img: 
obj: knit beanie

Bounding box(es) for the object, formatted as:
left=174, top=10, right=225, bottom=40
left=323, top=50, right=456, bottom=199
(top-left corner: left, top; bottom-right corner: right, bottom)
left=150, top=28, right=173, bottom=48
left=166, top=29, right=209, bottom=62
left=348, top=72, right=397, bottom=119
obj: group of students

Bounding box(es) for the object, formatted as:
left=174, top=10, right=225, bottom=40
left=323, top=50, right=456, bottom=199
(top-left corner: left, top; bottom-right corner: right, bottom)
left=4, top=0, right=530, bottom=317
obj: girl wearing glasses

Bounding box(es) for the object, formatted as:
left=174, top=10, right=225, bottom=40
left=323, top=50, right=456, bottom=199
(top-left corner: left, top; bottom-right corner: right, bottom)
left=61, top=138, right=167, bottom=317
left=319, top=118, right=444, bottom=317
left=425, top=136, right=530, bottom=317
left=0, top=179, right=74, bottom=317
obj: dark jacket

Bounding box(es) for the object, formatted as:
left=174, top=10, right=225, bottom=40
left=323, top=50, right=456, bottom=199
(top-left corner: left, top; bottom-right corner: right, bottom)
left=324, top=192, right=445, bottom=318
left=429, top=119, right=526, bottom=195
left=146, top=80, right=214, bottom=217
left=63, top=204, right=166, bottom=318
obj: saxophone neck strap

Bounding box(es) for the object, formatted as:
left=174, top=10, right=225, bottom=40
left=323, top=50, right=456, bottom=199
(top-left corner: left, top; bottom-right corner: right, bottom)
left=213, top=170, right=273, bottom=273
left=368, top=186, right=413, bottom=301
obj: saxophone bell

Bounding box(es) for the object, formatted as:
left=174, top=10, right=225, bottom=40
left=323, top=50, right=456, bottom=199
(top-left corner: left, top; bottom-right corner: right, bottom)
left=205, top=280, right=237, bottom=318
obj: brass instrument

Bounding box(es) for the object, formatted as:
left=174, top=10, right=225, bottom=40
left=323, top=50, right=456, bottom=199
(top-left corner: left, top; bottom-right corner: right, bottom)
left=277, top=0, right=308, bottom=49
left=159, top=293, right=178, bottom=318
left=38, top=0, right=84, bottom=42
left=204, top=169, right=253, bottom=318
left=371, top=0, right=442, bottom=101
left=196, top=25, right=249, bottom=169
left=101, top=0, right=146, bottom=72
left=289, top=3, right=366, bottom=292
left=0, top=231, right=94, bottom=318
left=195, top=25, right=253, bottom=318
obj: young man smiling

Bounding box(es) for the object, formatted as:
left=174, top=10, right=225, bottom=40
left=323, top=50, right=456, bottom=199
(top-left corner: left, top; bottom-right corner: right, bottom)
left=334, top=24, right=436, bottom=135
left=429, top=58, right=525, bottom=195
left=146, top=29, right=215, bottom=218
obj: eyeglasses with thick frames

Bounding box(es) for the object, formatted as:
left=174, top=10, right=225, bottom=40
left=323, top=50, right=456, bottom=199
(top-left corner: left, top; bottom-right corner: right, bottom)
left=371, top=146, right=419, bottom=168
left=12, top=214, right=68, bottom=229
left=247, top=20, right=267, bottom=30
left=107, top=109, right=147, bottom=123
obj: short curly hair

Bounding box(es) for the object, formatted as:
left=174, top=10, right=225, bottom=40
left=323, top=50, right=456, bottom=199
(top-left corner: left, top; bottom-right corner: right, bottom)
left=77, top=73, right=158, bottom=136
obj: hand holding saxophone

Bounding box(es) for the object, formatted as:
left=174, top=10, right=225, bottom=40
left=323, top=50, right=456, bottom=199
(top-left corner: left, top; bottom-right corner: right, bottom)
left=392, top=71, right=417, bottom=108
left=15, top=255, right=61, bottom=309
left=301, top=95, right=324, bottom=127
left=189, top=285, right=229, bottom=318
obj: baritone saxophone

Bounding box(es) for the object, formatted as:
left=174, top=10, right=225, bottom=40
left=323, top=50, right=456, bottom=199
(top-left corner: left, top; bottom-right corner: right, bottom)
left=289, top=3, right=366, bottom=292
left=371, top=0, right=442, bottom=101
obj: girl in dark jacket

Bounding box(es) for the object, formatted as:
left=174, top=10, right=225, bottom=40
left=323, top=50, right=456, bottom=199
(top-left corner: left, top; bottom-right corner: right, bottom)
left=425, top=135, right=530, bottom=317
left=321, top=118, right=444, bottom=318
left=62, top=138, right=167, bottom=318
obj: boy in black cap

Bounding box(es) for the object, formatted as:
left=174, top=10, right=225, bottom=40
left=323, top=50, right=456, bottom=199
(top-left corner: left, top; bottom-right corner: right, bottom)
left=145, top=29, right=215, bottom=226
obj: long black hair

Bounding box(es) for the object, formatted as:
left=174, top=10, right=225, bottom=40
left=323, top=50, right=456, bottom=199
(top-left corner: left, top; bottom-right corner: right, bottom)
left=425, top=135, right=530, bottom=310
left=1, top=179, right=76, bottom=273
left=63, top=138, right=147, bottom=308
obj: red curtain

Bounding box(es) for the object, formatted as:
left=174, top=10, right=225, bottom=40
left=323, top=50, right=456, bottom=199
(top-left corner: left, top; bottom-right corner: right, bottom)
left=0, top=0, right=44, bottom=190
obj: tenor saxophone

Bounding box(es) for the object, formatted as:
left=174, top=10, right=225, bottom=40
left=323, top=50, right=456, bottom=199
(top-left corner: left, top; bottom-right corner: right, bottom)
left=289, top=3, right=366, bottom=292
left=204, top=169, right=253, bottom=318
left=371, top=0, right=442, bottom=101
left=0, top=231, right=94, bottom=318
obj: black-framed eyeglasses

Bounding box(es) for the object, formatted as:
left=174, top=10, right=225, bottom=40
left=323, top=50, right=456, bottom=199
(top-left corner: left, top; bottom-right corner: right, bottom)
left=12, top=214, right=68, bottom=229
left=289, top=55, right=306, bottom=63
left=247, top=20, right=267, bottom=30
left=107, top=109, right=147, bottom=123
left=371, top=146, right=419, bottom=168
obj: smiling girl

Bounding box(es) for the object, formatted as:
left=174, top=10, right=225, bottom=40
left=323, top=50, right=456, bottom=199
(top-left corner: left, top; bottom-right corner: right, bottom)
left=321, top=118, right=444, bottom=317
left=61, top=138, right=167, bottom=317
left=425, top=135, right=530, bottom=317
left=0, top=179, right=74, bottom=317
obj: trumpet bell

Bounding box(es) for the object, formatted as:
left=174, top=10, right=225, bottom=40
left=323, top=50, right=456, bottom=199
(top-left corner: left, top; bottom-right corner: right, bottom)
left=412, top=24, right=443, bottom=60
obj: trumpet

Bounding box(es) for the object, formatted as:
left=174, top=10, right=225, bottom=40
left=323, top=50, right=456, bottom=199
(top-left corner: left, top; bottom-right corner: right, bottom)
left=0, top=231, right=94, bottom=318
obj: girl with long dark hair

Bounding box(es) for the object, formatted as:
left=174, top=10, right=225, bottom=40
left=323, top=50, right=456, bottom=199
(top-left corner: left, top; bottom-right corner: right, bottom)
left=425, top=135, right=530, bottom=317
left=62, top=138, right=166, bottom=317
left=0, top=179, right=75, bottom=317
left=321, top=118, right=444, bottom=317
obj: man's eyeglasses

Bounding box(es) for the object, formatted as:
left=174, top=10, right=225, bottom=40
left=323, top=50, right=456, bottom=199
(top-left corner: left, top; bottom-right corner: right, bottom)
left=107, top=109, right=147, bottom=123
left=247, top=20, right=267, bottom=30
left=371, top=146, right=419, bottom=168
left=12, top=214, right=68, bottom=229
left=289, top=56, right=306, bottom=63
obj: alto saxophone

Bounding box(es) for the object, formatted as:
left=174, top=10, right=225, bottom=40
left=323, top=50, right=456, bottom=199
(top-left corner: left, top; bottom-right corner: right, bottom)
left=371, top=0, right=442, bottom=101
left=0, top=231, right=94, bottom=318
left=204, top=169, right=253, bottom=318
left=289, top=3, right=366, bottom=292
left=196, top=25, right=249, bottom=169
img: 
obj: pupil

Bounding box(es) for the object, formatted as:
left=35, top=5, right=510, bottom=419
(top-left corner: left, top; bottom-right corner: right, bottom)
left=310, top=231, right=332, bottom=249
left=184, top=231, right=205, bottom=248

________________

**About this exercise**. Look through the entries above and work out how many lines contain the string "girl". Give that number alone.

**Answer section**. 4